— Material to process —
━━━━━━━━━━

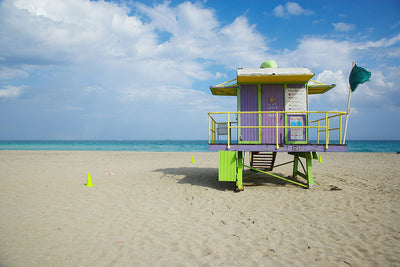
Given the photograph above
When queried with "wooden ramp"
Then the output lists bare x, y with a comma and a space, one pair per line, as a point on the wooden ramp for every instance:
262, 160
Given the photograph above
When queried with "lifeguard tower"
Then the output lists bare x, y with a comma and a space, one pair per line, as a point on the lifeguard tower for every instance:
272, 116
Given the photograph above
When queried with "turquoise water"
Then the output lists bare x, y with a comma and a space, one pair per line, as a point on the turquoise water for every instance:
387, 146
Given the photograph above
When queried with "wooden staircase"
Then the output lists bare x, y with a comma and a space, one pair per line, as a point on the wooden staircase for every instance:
262, 160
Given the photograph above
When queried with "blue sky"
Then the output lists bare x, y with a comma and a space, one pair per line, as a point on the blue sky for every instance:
142, 69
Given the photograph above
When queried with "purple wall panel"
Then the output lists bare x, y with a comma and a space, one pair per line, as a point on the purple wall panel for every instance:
272, 99
249, 102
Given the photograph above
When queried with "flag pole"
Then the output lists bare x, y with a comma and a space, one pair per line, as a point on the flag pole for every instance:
347, 113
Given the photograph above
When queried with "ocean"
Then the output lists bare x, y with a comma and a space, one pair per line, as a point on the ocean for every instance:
375, 146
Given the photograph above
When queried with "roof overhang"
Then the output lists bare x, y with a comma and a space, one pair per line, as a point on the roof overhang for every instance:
274, 75
314, 89
228, 90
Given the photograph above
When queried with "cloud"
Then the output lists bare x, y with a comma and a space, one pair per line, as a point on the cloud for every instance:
343, 27
11, 91
291, 9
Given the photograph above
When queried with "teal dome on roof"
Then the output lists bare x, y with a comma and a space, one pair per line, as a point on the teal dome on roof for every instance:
269, 64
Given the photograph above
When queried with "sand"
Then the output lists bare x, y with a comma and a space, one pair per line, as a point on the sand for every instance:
159, 209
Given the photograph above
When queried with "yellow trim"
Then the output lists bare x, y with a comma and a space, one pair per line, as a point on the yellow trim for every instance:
274, 78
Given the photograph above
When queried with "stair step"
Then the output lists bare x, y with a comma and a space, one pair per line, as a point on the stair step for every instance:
263, 160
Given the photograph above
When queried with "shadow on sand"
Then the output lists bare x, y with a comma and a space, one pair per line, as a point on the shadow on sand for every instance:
208, 177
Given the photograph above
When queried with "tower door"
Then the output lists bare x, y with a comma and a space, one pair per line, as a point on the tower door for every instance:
272, 99
249, 102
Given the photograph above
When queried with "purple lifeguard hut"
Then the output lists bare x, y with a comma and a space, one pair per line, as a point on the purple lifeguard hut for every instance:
272, 116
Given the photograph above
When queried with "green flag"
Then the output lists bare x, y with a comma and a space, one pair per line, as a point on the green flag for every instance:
358, 76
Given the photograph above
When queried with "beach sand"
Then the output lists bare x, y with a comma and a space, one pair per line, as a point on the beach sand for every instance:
159, 209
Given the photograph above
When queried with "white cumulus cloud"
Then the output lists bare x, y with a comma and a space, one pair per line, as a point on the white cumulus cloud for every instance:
291, 9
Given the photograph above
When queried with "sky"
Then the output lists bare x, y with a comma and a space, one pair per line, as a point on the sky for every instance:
82, 69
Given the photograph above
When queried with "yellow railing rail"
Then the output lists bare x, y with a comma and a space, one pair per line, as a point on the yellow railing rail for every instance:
327, 116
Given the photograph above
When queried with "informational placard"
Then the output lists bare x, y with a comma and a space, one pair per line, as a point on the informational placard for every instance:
295, 99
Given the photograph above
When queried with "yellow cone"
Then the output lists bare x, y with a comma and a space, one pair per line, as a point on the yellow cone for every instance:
89, 181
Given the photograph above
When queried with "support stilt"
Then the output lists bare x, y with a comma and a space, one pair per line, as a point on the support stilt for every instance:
308, 175
239, 172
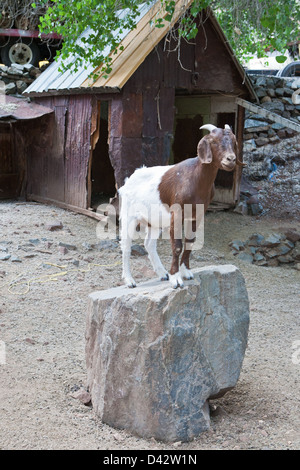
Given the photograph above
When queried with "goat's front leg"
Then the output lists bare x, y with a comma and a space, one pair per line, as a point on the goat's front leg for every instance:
126, 252
185, 259
151, 247
175, 276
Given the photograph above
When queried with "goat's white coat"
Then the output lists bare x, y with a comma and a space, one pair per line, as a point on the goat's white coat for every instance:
141, 204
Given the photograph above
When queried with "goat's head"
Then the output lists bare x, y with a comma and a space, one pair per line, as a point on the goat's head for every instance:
219, 147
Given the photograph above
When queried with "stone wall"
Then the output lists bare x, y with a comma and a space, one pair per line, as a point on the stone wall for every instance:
17, 78
275, 95
155, 355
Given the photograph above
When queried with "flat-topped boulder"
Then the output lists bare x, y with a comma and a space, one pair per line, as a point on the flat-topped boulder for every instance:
156, 355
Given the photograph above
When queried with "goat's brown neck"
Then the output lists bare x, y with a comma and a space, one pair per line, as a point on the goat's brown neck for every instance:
205, 175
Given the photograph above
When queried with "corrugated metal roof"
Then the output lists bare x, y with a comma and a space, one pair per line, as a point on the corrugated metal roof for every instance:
54, 80
20, 109
136, 45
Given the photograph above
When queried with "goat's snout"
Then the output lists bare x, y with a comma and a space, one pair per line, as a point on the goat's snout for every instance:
228, 162
231, 158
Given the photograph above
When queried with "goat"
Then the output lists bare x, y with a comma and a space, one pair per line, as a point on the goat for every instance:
166, 188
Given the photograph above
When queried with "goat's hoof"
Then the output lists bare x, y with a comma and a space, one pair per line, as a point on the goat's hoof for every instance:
186, 273
130, 283
176, 280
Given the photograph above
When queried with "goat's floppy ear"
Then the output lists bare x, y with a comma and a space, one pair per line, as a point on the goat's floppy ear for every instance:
238, 162
204, 151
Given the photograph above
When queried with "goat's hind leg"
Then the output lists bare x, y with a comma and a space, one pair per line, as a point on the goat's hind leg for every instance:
151, 247
126, 252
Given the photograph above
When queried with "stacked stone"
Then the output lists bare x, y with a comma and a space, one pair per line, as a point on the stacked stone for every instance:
16, 78
275, 95
274, 250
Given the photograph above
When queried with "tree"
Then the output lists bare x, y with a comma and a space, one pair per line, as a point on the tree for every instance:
251, 26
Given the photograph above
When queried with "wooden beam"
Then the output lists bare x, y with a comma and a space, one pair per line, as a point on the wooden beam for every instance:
268, 114
63, 205
137, 45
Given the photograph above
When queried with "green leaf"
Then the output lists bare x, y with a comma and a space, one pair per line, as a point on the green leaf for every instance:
280, 59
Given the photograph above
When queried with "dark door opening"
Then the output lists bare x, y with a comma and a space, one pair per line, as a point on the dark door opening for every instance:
224, 178
9, 168
102, 172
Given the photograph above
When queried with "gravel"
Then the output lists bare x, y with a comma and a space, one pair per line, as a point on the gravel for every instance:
42, 327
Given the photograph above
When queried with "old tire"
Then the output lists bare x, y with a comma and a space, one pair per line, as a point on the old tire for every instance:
20, 52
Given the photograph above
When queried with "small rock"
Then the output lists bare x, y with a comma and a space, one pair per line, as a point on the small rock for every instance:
63, 250
241, 208
291, 235
237, 245
15, 259
67, 246
54, 225
4, 257
106, 245
138, 250
21, 86
83, 396
273, 240
245, 257
87, 246
35, 241
256, 239
10, 89
285, 259
272, 262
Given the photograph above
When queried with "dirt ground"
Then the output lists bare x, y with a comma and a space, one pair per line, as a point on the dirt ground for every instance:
44, 289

━━━━━━━━━━

— What to do —
Reproduce every line above as written, skipping pictures.

— Answer to the problem —
Given the photograph above
When queried with "wooden ramp"
Then the output lists bare x, y with a comma and a space, one pair per line, as a point on the wooden ramp for every instance:
262, 160
Given the photograph above
When queried with "lifeguard tower"
Then the output lists bare x, y with a comma and a space, one pair per line, as a point on the lifeguard tower for every instance:
272, 116
Given the photograph above
When queried with "turquoise water"
Then the output lists bare x, y with a comma and a space, one pair per line, as a point on the turquoise water for every instance:
387, 146
Given the photograph above
When queried with "wooden staircase"
Then the output lists bare x, y with a comma and a space, one pair per line, as a point on the wooden staircase for every instance:
262, 160
Given the photograph above
When queried with "blue sky"
Then the output lists bare x, y with a comma and a space, one pair per line, as a point on the blue sky for every instance:
142, 69
Given the photograph above
When queried with "purple wall panel"
Then the output lists bare x, y with a comma and a space, one pair per line, as a point on the purple wall panel for every instance:
272, 99
249, 102
Given the photograph above
When queried with "flag pole"
Then the output lists bare x, y with a comma and a space, one pair per line, as a point on the flag pole for every instance:
347, 113
Given the photograph above
When queried with "ocean"
Then the output lists bare x, y with a comma and a space, one pair per line, as a point on the ocean for every instance:
375, 146
Given the photograph above
When queried with "roof overhang"
Then the output lists bare x, y with a comma and a space, one pair per line, as a point on the roof overhang for every instance:
274, 75
314, 89
228, 90
Given the photograph above
When queried with "cloud"
Then the output lists bare x, y with a comma and a space, one pair per line, as a point on the cloud for every instance:
343, 27
11, 91
291, 9
Given the photograph above
When queried with "teal dome on roof"
Then the output lists bare x, y with a comma and a space, one pair per line, as a point on the teal dome on roof for every instance:
269, 64
Given the photograph above
When queried with "sand"
Then the output lists bare x, y with a comma and a space, one pair per line, as a point on the sand for every instance:
159, 209
Given the photograph above
When queried with "yellow trim"
Then the output lists bare x, y with a comma and a space, one pair per line, as a point on the yellow trim for every instance:
274, 78
Given the photograph above
When queried with "stair step"
Then the output lists bare x, y with a comma and a space, one pair per line, as a point on the stair step for every instance:
263, 160
Given the photograph above
When queried with "shadow on sand"
Then the output lists bare x, y with a comma and a space, one pair per line, as a point on the shadow on sand for every instance:
208, 177
Given the photograph above
When queried with "tower door"
Then the output lists bare x, y with a comma and a space, one pair per line, as a point on the tower door for every instance:
272, 99
249, 102
Given the photograph above
When queried with "purple lifeguard hut"
Then the output lists bare x, y with a comma and a space, one pair per line, as a point on the purple lifeguard hut for every instance:
272, 116
Given the photograph above
When queried with "green flag"
Then the output lists bare x, y with a comma and a space, one pair per line, as a point on the green flag for every instance:
358, 76
Given the photograph above
When queried with "beach sand"
Then the output lists bare x, y with a comma and a space, one pair per line, as a point on the beach sand for every instance:
159, 209
Given the photograph above
When queried with "white cumulus cloud"
Then the output lists bare x, y with a comma and a space, one pair per line, as a point on the white cumulus cloud for every instance:
291, 9
Given the photograph above
When queried with "sky"
Then the output lists bare x, y with a comma and a space, one pair per line, as a point on the sky for every instance:
82, 69
Given the photograph above
When queried with "yellow railing rail"
Then the output lists bare x, y with a comma and a space, one pair per line, as a point on the yellow railing rail for every instance:
327, 116
Given the photograph above
When queried with "informational placard"
Then the output lists bare x, y with a comma and a space, one pair per line, as a point on the informational placard for every instance:
295, 99
Given the photograph above
When queried with "yellow cone"
Then the output lists bare x, y with a comma and a space, one pair per line, as a point on the yellow cone for every instance:
89, 181
Given the photograph above
When queried with "support stilt"
Then the output lists bare x, y with a comma and a space, one pair per line, as a point on the support stilt for every instance:
308, 175
239, 172
Given the photograph above
When queried with "goat's front leg"
Then the output lists bare x, y with a comma and a space, one pair per line, as a point on the goat's front leg for every instance:
126, 252
185, 259
151, 247
175, 276
Given the photograph above
When queried with "goat's white coat"
Then the output lists bare x, y with a comma and a space, one pair per line, as a point on the goat's white coat for every instance:
141, 204
Given the photograph above
When queried with "goat's head"
Then the output lists bare x, y with a comma and a space, one pair per line, as a point on the goat's head for every instance:
219, 147
Given the photograph above
When queried with "stone wall"
Then the output lists bare x, y with a comma and a space, one pair per line, as a point on the stone wall for every instance:
17, 78
275, 95
155, 355
Given the photograph above
When queried with "flat-topped boulder"
Then the output lists bare x, y with a comma and a space, one pair per line, as a point on the flat-topped boulder for every instance:
156, 355
Given the photograph above
When queried with "goat's brown neck"
Then the output lists bare x, y with a comma and a space, one pair per line, as a point on the goat's brown neck for every instance:
205, 175
Given the photograph above
When queried with "corrugated metal roof"
Then the output lists bare x, y with a comma and a space, one pair per line, as a point on the corrugated metal roof for every instance:
54, 80
20, 109
136, 45
Given the photograph above
When queried with "goat's snout"
Then the output lists bare x, y with a comma and a space, one pair per line, as a point on the goat's snout for every instance:
228, 162
231, 158
Given the photograph above
When queried with "goat"
Then the output lists bare x, y with a comma and a space, one pair per line, as a point on the goat for every instance:
166, 188
Given the photograph above
When queried with "goat's hoof"
Then the output lists bare x, y with a comma and a space, one pair per line, as a point on the goat's hoof for every instance:
186, 273
130, 283
176, 280
Given the photograph above
When queried with "goat's floppy ear"
Then the output lists bare x, y with a comma and a space, one pair per line, as a point on the goat's floppy ear for every instance:
238, 162
204, 151
Given the photograph above
When queried with "goat's hind leg"
Then the output lists bare x, y with a comma and a space, one pair per line, as a point on the goat's hind leg for every instance:
151, 247
126, 252
Given the photograph above
When queried with "stacked stone"
Then the output lists bare x, y with a comma and a space, one pair per line, as a point on the stacked stone for every instance:
16, 78
275, 95
274, 250
Given the photograph above
When queried with "tree"
Then the output lists bare x, y with a comma and a space, one pair per line, as a point on the tree for every instance:
251, 26
Given the photograph above
When queried with "wooden beam"
Then the output lists bare x, y with a comma and a space, one pair per line, as a point on the wooden beam for every instance:
268, 114
63, 205
137, 45
Given the photograph above
When queried with "green leaf"
Then the output lists bare x, y with a comma and a space, one pair per line, as a point on the green leaf for every instance:
280, 59
Given the photograph above
When queried with "dark door opening"
Then the output lists bare x, y with a comma and a space, one pair per line, as a point on the dark door opening for every instance:
224, 178
9, 168
102, 172
Given the photograph above
When queried with "gravel"
Then the output lists bare x, y with a comma and a space, one pair per line, as a point on the gravel for every instance:
42, 327
Given the photograph above
When queried with "old tire"
Then the output lists bare x, y with a comma and a space, one pair per line, as a point on the old tire for every instance:
20, 52
Given the photograph above
When queried with "small rock"
Then the output lists bare x, y with a comma and a space, one pair per line, as a point on the small rock for every instance:
63, 250
241, 208
291, 235
237, 245
15, 259
67, 246
54, 225
4, 257
106, 245
138, 250
21, 86
83, 396
273, 240
245, 257
87, 246
35, 241
256, 239
10, 89
285, 259
272, 262
Given the photograph above
When queried with "dirt ground"
Then the output lists bare x, y with a comma and a space, one pair per line, as a point on the dirt ground for every instance:
44, 289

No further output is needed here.